→ PERMINTAAN 1
Tolong tulis ulang paragraf yang diawali "Teringat penulis saat membaca" dari teks tentang satu abad NU di bawah menjadi daftar butir singkat. Pertahankan fakta-fakta pokoknya.
→ PERMINTAAN 2
Lanjutkan teks tentang satu abad NU di bawah, mulai setelah kalimat terakhirnya.

→ TEKS YANG DIBERIKAN
▬▬▬▬▬▬

100 tahun Nahdlatul Ulama dihitung berdasarkan tahun hijriah, dan hari ini, 17 Rajab 1444 H adalah hari pertama NU memasuki gerbang abad kedua. Mendigdayakan NU menjemput abad kedua menuju kebangkitan. Begitu tema diusung dalam puncak resepsi 1 Abad NU selama 24 jam sejak 07 Februari 2023 pukul 00.00 sampai 23.59 WIB. Bukan ormas pertama, namun terbesar. Kemarin, NU sekali lagi membuktikan bahwa massanya tidak main-main, kekuatan Ulama adalah kekuatan yang tidak bisa diremehkan.
Teringat penulis saat membaca berdirinya Komite Hijaz sebagai cikal bakal NU di tahun 1926. Komite Hijaz adalah hasil rembukan para Ulama pendiri NU seperti KH. Hasyim Asy’ari dan KH. Wahab Hasbullah Bersama Ulama-Ulama lainnya melakukan diplomasi terhadap Raja baru Arab Saudi kala itu untuk menolak dibongkarnya makam Rasulullah dan menuntut diberlakukannya kebebasan Madzhab di Makkah dan Madinah. Komite Hijaz menyampaikan perihal tersebut dan akhirnya diterima hingga kini.

▬▬▬▬▬▬

→ CUPLIKAN DATA
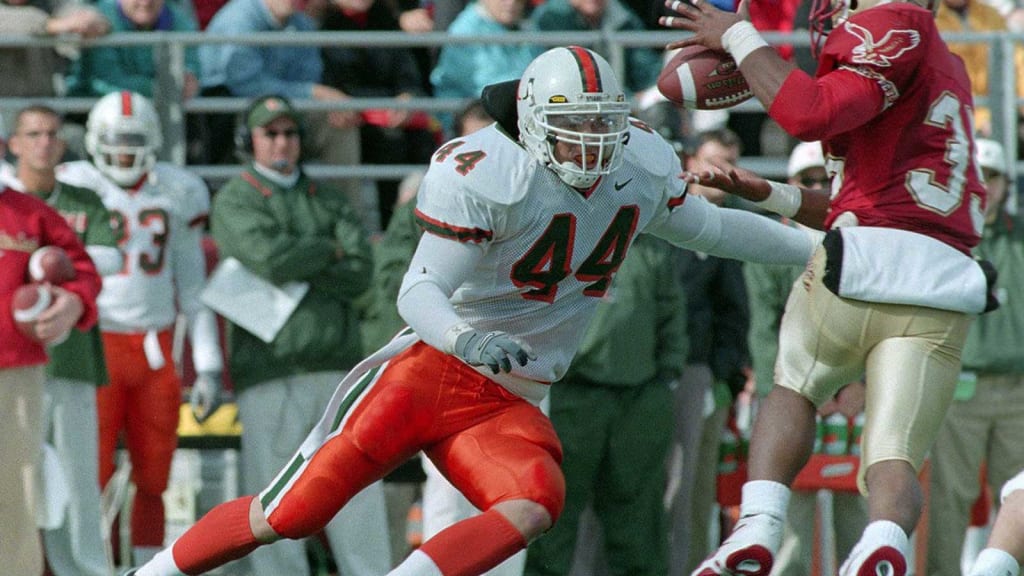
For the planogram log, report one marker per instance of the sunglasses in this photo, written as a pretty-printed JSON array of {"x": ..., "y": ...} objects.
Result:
[{"x": 288, "y": 133}]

▬▬▬▬▬▬

→ HASIL AKHIR 1
- Komite Hijaz berdiri pada tahun 1926 sebagai cikal bakal NU.
- Komite ini lahir dari rembukan para ulama pendiri NU, seperti KH. Hasyim Asy'ari dan KH. Wahab Hasbullah, bersama ulama-ulama lainnya.
- Mereka berdiplomasi dengan Raja baru Arab Saudi saat itu untuk menolak pembongkaran makam Rasulullah.
- Mereka juga menuntut kebebasan mazhab di Makkah dan Madinah.
- Tuntutan tersebut akhirnya diterima dan berlaku hingga kini.

→ HASIL AKHIR 2
Nahdlatul Ulama dalam 100 tahun perjalanannya kerap membuktikan diri bahwa NU tidak hanya milik Ulama, NU adalah organisasi Ulama yang digerakkan oleh Santri dan rakyat. Resolusi Jihad pada 22 Oktober 1945 membuktikan bagaimana seruan Ulama mampu menggugah serta menggerakkan rakyat untuk mempertahankan kemerdekaan Indonesia. Seruan Ulama dengan ketegasan sekaligus santun terasa ketika kita membaca seruan itu, betapa ghirah kecintaan terhadap NKRI dan keinginan untuk merdeka berhasil di gelorakan Ulama dalam Resolusi Jihad. 10 November kemudian di monumental kan menjadi hari pahlawan yang kala itu menggetarkan pihak lawan sehingga Indonesia menunjukkan bahwa ramah tamah warganya tidak sama dengan mudah diinjak pihak penjajah.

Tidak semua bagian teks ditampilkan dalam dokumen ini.